Exercise — Edit the rows from the line holding "of the palm" through the end of the rows, both ends included, by replacing "bell" with "hanging bell" and keeping everything else the same.

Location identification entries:
┌──
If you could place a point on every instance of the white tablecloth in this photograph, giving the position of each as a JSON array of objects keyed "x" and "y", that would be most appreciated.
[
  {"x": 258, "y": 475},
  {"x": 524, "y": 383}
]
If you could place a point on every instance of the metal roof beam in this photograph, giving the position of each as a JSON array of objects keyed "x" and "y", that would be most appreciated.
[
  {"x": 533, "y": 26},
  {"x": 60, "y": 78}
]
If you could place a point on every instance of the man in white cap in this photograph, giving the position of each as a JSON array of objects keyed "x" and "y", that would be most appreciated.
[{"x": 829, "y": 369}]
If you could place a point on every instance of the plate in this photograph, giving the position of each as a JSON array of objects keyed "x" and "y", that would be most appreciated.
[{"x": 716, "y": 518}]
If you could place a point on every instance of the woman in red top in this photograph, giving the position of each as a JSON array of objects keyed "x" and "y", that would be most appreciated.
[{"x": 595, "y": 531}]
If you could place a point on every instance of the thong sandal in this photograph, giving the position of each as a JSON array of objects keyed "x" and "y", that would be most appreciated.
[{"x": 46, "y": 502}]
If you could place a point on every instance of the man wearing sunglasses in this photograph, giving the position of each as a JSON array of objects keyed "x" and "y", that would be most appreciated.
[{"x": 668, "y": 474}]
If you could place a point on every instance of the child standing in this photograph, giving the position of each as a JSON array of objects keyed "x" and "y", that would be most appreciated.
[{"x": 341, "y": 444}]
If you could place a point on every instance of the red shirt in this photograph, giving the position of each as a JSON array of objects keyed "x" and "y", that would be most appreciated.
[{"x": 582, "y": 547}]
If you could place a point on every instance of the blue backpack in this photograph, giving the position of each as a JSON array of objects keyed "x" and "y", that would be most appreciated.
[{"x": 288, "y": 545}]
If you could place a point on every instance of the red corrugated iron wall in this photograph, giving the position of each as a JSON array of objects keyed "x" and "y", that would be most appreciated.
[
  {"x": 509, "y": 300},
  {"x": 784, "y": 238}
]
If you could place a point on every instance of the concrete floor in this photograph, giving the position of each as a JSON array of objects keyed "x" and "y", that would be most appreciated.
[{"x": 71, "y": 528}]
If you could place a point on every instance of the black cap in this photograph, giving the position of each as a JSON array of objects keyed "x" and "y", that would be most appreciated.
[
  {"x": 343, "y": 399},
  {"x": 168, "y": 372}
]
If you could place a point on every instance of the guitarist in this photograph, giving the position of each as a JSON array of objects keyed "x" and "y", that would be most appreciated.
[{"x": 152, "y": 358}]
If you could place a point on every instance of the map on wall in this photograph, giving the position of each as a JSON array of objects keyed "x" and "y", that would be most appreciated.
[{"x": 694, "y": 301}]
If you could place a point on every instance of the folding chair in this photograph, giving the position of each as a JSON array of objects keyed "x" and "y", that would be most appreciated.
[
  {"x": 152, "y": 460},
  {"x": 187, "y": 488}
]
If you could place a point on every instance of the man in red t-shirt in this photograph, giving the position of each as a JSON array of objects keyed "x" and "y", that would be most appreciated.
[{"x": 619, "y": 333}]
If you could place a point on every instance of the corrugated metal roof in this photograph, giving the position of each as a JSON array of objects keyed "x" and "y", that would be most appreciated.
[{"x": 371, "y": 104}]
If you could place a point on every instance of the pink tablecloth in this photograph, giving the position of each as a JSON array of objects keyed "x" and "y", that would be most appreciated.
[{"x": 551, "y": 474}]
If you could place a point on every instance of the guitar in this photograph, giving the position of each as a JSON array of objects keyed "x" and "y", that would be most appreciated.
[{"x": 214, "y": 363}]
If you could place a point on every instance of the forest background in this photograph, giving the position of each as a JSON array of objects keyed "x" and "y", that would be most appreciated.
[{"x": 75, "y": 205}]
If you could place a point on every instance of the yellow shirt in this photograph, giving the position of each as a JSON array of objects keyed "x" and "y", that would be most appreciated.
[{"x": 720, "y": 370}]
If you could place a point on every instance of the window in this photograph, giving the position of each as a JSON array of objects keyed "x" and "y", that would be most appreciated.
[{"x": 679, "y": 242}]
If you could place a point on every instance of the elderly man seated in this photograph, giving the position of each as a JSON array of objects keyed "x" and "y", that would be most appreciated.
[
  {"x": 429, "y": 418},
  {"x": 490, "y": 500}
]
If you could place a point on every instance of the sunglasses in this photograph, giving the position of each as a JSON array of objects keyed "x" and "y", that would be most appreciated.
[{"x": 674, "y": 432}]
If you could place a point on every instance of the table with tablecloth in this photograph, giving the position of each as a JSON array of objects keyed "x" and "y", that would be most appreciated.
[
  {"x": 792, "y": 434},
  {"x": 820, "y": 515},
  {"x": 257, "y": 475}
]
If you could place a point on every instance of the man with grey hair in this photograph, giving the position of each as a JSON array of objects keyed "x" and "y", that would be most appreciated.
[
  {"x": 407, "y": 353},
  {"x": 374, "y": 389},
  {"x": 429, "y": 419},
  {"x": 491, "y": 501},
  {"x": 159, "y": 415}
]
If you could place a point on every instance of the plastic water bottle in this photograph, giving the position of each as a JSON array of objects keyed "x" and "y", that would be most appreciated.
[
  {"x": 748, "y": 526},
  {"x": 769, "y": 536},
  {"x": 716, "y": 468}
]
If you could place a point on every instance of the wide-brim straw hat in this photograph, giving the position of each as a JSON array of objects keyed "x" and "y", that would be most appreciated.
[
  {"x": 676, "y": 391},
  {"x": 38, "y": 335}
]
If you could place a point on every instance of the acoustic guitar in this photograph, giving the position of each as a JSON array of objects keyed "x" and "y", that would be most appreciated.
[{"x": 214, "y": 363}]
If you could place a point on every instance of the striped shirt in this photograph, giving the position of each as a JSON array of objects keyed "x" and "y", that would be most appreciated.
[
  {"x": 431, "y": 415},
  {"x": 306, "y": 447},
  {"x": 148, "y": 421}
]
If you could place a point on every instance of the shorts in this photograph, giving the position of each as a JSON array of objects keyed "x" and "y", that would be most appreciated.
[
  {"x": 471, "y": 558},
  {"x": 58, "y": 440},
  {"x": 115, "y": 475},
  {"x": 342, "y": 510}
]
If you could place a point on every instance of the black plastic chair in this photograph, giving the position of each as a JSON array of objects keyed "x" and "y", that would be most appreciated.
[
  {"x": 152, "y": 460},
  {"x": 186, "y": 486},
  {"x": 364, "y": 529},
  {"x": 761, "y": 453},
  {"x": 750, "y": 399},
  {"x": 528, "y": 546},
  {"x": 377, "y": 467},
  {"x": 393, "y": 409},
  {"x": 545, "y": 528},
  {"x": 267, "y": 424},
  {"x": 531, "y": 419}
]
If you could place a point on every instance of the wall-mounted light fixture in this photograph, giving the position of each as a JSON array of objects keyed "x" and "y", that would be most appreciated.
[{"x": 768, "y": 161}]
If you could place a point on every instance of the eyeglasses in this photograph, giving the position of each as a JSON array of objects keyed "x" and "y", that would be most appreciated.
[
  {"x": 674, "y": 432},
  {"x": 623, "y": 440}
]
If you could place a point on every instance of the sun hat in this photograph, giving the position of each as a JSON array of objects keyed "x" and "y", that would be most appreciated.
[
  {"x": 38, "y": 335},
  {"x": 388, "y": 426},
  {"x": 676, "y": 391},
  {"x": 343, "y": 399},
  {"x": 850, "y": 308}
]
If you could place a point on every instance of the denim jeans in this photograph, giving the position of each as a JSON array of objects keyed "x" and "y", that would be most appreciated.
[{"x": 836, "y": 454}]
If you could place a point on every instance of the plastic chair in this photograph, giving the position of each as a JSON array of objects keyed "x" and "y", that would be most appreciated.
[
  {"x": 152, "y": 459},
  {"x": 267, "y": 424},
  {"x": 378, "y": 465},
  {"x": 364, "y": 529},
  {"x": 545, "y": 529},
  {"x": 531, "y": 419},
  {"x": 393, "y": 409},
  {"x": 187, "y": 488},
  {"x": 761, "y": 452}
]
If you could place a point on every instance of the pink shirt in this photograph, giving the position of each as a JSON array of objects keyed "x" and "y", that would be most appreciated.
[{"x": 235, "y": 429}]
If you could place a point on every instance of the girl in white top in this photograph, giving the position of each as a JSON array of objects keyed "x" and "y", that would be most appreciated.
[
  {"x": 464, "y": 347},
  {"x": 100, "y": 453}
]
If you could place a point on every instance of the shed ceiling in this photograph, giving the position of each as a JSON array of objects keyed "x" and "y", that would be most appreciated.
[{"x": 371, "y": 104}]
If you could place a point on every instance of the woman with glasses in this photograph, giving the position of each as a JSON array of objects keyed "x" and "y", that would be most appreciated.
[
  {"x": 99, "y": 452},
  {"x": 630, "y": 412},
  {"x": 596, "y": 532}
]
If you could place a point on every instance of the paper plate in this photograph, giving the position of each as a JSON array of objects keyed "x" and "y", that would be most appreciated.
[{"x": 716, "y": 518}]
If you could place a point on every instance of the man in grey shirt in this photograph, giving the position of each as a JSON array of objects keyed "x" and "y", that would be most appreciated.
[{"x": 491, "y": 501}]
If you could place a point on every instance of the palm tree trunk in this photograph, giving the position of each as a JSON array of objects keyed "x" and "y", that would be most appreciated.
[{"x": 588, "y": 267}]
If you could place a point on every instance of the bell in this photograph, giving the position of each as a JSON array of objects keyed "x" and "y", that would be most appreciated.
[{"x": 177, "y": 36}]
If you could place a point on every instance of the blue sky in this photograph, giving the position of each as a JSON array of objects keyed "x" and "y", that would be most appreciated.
└──
Solution to this task —
If you could place a point on every instance of the palm tree trunk in this photograph, giving the position of each as a JSON array of objects keyed "x" and "y", that would be most appreciated.
[{"x": 588, "y": 267}]
If you could place a point on every instance of the hanging bell in this photograph, giving the position of each as a JSON array of objects keyed "x" and "y", that would be most appreciated.
[{"x": 177, "y": 36}]
If you could place a point on every instance of the blue sky in this photograph, giving the position of each as a JSON array of objects keyed "x" and "y", that would be most appreciated.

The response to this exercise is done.